## EINTRÄGE IM DATENSATZ
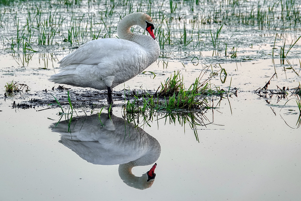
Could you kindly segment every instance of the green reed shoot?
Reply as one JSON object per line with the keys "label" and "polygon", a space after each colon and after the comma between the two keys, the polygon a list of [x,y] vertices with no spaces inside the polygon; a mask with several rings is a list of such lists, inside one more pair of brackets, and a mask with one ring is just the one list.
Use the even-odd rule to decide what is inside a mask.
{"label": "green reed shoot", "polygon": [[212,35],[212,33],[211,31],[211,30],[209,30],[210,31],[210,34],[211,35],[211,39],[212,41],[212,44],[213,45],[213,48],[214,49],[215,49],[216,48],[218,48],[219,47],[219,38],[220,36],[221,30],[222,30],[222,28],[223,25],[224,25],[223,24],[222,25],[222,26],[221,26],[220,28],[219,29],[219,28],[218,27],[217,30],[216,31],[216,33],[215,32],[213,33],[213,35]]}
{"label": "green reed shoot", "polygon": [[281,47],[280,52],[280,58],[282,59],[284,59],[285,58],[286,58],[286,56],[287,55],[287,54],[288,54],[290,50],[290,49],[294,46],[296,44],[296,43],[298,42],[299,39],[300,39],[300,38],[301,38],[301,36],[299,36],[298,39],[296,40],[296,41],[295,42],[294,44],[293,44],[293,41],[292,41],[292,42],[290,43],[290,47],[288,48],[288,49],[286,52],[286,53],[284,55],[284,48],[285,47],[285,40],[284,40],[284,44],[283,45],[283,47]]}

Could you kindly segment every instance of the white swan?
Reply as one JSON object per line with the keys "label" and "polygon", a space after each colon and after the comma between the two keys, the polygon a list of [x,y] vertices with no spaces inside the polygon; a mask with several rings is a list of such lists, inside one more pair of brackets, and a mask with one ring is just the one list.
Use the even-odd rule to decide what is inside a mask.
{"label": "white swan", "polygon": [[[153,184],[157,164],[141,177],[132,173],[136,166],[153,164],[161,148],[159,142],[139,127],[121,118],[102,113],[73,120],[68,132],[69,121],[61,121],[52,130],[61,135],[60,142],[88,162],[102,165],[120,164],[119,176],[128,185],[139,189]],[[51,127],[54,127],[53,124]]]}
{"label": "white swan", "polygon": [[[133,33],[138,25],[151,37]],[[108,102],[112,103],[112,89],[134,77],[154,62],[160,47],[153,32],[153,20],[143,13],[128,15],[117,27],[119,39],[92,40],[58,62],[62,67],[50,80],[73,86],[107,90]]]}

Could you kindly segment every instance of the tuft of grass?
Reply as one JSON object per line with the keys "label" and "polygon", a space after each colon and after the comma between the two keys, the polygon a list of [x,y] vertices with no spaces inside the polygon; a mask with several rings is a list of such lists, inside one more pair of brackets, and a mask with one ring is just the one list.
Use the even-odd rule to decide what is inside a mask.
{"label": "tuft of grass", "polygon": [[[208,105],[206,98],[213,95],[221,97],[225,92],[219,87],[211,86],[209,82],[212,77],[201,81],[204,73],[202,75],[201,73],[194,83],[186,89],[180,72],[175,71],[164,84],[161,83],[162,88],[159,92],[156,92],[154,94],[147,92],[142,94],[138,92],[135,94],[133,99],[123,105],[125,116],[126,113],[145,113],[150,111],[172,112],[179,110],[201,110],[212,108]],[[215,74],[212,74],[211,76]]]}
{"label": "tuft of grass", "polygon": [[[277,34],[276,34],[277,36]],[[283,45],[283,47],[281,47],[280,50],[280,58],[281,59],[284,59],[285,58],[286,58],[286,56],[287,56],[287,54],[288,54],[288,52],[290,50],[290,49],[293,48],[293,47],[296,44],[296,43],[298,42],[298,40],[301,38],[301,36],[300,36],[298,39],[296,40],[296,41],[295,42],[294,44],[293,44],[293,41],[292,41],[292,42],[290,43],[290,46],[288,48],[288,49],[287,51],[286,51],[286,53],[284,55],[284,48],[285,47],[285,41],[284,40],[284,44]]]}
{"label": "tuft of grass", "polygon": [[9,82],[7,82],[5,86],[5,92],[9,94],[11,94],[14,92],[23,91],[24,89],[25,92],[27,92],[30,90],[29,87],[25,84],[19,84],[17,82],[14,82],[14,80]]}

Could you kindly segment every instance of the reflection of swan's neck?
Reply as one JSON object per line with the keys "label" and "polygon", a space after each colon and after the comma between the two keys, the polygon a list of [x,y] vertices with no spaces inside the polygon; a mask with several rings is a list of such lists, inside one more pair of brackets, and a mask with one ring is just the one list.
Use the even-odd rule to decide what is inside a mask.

## ZIEL DER ÜBUNG
Gib sämtliche Zeilen der obigen Einträge als JSON-Liste von Zeichenketten aus, je Zeile eine Zeichenkette. Lass dabei Leerzeilen und die Bilder weg.

## LÖSUNG DER ÜBUNG
[
  "Could you kindly segment every instance of the green reed shoot?",
  "Reply as one JSON object per line with the keys \"label\" and \"polygon\", a space after each colon and after the comma between the two keys, the polygon a list of [x,y] vertices with no spaces inside the polygon; a mask with several rings is a list of such lists, inside one more pair of brackets, and a mask with one ring is just the one list.",
  "Use the even-odd rule to decide what is inside a mask.",
  "{\"label\": \"green reed shoot\", \"polygon\": [[212,35],[212,33],[211,31],[211,30],[209,30],[210,31],[210,34],[211,35],[211,39],[212,41],[212,44],[213,45],[213,48],[214,49],[215,49],[216,48],[218,48],[219,47],[219,38],[220,36],[221,30],[222,30],[222,28],[223,25],[224,25],[223,24],[222,25],[222,26],[221,26],[220,28],[219,29],[219,28],[218,27],[217,30],[216,31],[216,33],[215,32],[213,33],[213,35]]}",
  "{\"label\": \"green reed shoot\", \"polygon\": [[281,47],[280,52],[280,58],[282,59],[284,59],[285,58],[286,58],[286,56],[287,55],[287,54],[288,54],[290,50],[290,49],[294,46],[296,44],[296,43],[298,42],[299,39],[300,39],[300,38],[301,38],[301,36],[299,36],[298,39],[296,40],[296,41],[295,42],[294,44],[293,44],[293,41],[292,41],[292,42],[290,43],[290,47],[288,48],[288,49],[286,52],[286,53],[284,55],[284,48],[285,47],[285,40],[284,40],[284,44],[283,45],[283,47]]}",
  "Could you kindly segment every instance of the white swan?",
  "Reply as one JSON object per line with the keys \"label\" and \"polygon\", a space after each colon and after the comma between the two keys, the polygon a list of [x,y] vertices with no spaces inside the polygon; a mask with several rings is a list of such lists, inside one more pair of brackets, and a mask with one ring is just the one list.",
  "Use the even-odd rule to decide what is inside a mask.",
  "{\"label\": \"white swan\", \"polygon\": [[[153,184],[157,164],[141,177],[132,173],[136,166],[153,164],[161,148],[159,142],[139,127],[121,118],[102,113],[73,120],[68,132],[69,121],[61,121],[52,130],[61,135],[60,142],[88,162],[102,165],[120,164],[119,176],[128,185],[139,189]],[[51,127],[54,127],[53,124]]]}",
  "{\"label\": \"white swan\", \"polygon\": [[[133,33],[138,25],[151,37]],[[108,102],[112,103],[112,89],[134,77],[154,62],[160,47],[153,32],[153,20],[143,13],[128,15],[117,27],[119,39],[92,40],[58,62],[62,67],[50,80],[73,86],[107,90]]]}",
  "Could you kindly segment every instance of the tuft of grass?",
  "Reply as one JSON object per line with the keys \"label\" and \"polygon\", a space after each colon and after the comma between the two keys, the polygon a list of [x,y] vertices with no spaces inside the polygon; a mask with several rings is a list of such lists, inside one more pair of brackets, and a mask with one ring is just the one list.",
  "Use the even-odd rule to decide what is inside a mask.",
  "{\"label\": \"tuft of grass\", \"polygon\": [[[208,105],[206,98],[213,95],[221,97],[225,92],[219,87],[211,86],[209,82],[212,77],[201,81],[204,73],[202,75],[201,73],[194,83],[186,89],[180,72],[175,71],[164,84],[161,83],[162,88],[159,92],[156,92],[154,94],[147,92],[142,94],[138,92],[135,94],[133,99],[123,105],[125,116],[126,113],[145,113],[150,111],[172,112],[179,110],[201,110],[212,108]],[[215,74],[212,74],[211,76]]]}",
  "{\"label\": \"tuft of grass\", \"polygon\": [[[277,34],[276,34],[277,36]],[[283,45],[283,47],[281,47],[280,50],[280,58],[281,59],[284,59],[285,58],[286,58],[286,56],[287,56],[287,54],[288,54],[288,52],[290,50],[290,49],[293,48],[293,47],[296,44],[296,43],[298,42],[298,40],[301,38],[301,36],[300,36],[298,39],[296,40],[296,41],[295,42],[294,44],[293,44],[293,41],[292,41],[292,42],[290,43],[290,46],[288,48],[288,49],[287,51],[286,51],[286,53],[284,55],[284,48],[285,47],[285,41],[284,40],[284,44]]]}",
  "{\"label\": \"tuft of grass\", \"polygon\": [[9,82],[7,82],[5,86],[5,92],[9,94],[11,94],[14,92],[23,91],[24,89],[25,92],[27,92],[30,90],[29,87],[25,84],[19,84],[17,82],[14,82],[14,80]]}",
  "Could you kindly segment every instance of the reflection of swan's neck?",
  "Reply as one JSON object per line with the keys \"label\" and \"polygon\", a space after each colon and after the comma between the two keys, the polygon a list of [x,y] vertices with no spaces inside the polygon; a mask with several rings is a list of such lists, inside one more pair of brackets, and a mask with one ring is just the one list.",
  "Use the even-odd rule to decide what is inside a mask."
]